** START **

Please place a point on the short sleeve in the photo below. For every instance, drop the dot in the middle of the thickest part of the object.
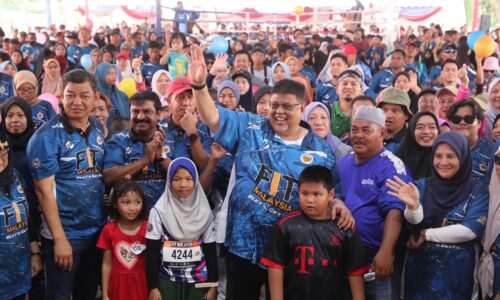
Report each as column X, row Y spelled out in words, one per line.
column 231, row 127
column 154, row 230
column 355, row 262
column 104, row 241
column 477, row 213
column 209, row 234
column 43, row 156
column 275, row 255
column 114, row 153
column 387, row 202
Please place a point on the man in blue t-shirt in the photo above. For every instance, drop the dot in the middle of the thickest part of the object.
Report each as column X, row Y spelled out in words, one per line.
column 76, row 51
column 269, row 156
column 378, row 215
column 140, row 152
column 66, row 158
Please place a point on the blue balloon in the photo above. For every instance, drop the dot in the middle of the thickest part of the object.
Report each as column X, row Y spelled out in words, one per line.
column 472, row 38
column 86, row 61
column 218, row 45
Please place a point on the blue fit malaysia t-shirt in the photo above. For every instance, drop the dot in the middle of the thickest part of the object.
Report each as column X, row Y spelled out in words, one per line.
column 15, row 271
column 267, row 171
column 125, row 148
column 76, row 159
column 366, row 194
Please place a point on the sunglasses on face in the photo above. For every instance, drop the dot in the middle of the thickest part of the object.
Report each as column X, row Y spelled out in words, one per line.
column 467, row 119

** END **

Given request: Could you recast the material, from its start through the line containing "column 387, row 202", as a two-column CSV headed input and output? Put one text-and-answer pair per row, each in a single quoted field with line breaks turned into spaces, and leave the pictures out.

Reply to the exercise:
input,output
"Please place a point on the short sleeve in the photo below. For every instance, drop the dot in the middle of the thickest part of the object. Report each as column X, row Y spelled out in words, one per line.","column 231, row 127 column 154, row 230 column 355, row 262 column 104, row 241 column 477, row 213 column 209, row 234 column 43, row 156 column 275, row 255 column 114, row 153 column 387, row 202"